**Exercício:** Dê continuidade, por favor, ao texto abaixo sobre a primeira semana da COP27, começando logo depois da última frase dele.

A 27ª Conferência do Clima (COP27) teve início no último domingo (6) e reuniu em Sharm El Sheikh, no Egito, mais de 30 mil líderes de cerca de 200 países para debater acordos e soluções para os principais desafios climáticos globais. Ainda que tenha sido marcada por discussões valiosas para a agenda climática, a primeira semana da conferência deixou a desejar no que diz respeito a ações concretas.

Apesar de poucas resoluções até o momento, a inclusão inédita do tema de perdas e danos na agenda oficial do evento, visando a reparação climática, foi motivo de celebração – ainda que seja apenas o começo de uma jornada mais longa – e a Justiça Climática também ganhou destaque e se mostrou fortalecida. Ao mesmo tempo, a COP27 começou reconhecendo e criticando o atraso dos países em submeterem NDCs mais ambiciosas e compatíveis com o acordo de limitar o aquecimento global em 1,5°C até o final do século e foi palco do anúncio de um novo programa de compensação de carbono que foi prontamente criticado por ambientalistas.

Especialistas do Greenpeace Brasil comentam sobre os principais destaques da primeira semana da COP27:

De olho no financiamento climático

Logo na abertura da conferência, o secretário-geral da ONU, António Guterres, declarou aos líderes de mais de 100 países que “estamos em uma estrada para o inferno climático com o pé ainda no acelerador”. Por isso, propôs que líderes de todas as nações unam esforços para ajudar financeiramente os países menos desenvolvidos em mitigação, adaptação e perdas e danos.

“O atual sistema de financiamento não vem sendo cumprido, já é insuficiente e está mal estruturado. Isso porque ele privilegia o repasse de recursos de países desenvolvidos para países em desenvolvimento em forma de empréstimos, e não por doações, como deveria ser. Isso beneficia instituições com capacidade de girar capital, podendo inclusive gerar mais débito social e vulnerabilidade econômica na ponta. Vale lembrar que os países mais ricos se desenvolveram às custas de altos índices de emissões, mas quem está pagando essa conta são os países e pessoas que menos emitiram e estão mais vulnerabilizados a impactos. É um dever ético que os países desenvolvidos arquem com os custos de mitigação, adaptação e perdas e danos associados à crise climática. Esse repasse não é um favor e nem deve ser um investimento com interesse de retorno, mas trata-se de uma questão de reparação histórica e justiça climática.”

**Registros:**

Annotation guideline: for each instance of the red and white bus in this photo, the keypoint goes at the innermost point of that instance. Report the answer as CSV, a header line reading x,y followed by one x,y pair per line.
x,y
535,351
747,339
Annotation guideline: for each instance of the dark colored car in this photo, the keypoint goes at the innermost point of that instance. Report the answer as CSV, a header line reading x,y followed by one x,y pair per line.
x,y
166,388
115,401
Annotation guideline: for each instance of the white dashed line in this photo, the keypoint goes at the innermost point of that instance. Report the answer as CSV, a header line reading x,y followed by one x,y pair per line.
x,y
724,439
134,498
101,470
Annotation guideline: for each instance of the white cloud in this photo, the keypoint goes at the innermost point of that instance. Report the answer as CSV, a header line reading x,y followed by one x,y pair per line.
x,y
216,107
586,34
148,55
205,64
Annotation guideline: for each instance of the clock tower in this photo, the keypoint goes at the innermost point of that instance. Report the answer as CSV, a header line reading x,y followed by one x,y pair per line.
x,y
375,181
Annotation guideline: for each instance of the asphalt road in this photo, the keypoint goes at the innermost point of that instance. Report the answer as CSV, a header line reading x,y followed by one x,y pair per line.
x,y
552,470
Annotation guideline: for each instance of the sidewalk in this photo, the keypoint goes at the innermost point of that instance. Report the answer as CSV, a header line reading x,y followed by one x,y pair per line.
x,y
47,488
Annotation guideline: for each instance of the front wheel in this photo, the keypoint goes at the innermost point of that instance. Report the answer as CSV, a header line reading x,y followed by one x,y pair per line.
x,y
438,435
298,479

...

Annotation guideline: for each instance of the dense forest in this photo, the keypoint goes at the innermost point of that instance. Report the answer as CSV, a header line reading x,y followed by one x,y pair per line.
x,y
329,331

---

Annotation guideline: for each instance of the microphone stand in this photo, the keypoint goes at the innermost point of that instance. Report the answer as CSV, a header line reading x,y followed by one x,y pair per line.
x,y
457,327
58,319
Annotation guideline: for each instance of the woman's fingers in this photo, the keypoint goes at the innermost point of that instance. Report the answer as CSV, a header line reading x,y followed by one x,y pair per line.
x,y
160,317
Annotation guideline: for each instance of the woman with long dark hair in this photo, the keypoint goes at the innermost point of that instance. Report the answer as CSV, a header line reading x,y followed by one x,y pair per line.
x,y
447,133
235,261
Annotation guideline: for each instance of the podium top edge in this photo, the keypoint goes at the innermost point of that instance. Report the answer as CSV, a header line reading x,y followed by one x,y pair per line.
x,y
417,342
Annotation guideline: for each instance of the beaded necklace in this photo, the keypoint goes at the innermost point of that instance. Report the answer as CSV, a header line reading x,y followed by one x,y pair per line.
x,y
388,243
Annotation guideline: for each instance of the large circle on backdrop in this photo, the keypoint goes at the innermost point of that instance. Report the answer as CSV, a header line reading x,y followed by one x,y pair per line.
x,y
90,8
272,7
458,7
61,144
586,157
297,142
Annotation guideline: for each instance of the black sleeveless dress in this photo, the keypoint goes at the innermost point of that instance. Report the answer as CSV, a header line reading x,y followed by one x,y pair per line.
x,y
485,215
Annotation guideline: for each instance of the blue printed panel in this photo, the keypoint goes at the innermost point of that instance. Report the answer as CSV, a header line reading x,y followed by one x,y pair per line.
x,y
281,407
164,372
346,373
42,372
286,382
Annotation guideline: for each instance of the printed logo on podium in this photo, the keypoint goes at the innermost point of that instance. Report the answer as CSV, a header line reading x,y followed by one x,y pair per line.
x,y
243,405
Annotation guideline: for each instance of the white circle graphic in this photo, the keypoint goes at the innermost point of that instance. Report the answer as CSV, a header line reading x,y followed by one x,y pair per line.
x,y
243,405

**Resposta:**
Marcelo Laterman, porta-voz de Clima e Justiça do Greenpeace Brasil

Perdas e danos na agenda global

Um dos pontos altos desta primeira semana de conferência foi a inclusão do tema de perdas e danos na agenda oficial da COP. O assunto foi levantado logo no início do evento pelos países mais vulneráveis aos efeitos da crise climática, com o objetivo de fornecer suporte para a adaptação aos efeitos do aquecimento global e como forma de reparação climática.

“Há anos existe a ideia da criação de um fundo para perdas e danos, mas esta é a primeira vez que vemos o assunto realmente ganhando relevância internacional, reforçando a discussão sobre a importância dos países mais ricos financiarem as nações em desenvolvimento. Com certeza é algo para celebrar, mas não podemos perder de vista que este é apenas o primeiro passo de um processo muito mais complexo. Para que uma iniciativa deste porte seja bem-sucedida, precisará de fato culminar em um acordo de financiamento favorável aos países do Sul Global.”

Daniela Costa, porta-voz de Clima e Justiça do Greenpeace Brasil

O novo programa de compensações de Kerry: uma distração perigosa

O enviado especial para o clima dos EUA, John Kerry, anunciou com entusiasmo o que chamou de uma “nova iniciativa global de compensação de carbono”, com o objetivo de conectar empresas privadas americanas a ações de transição energética em países em desenvolvimento. Chamada de “Energy Transition Accelerator”, a iniciativa visa gerar financiamento por meio de créditos de carbono voluntários de “alta qualidade” e foi prontamente criticada por especialistas climáticos e ambientalistas, que alegaram que o plano reflete um sistema de compensação fracassado criado décadas atrás.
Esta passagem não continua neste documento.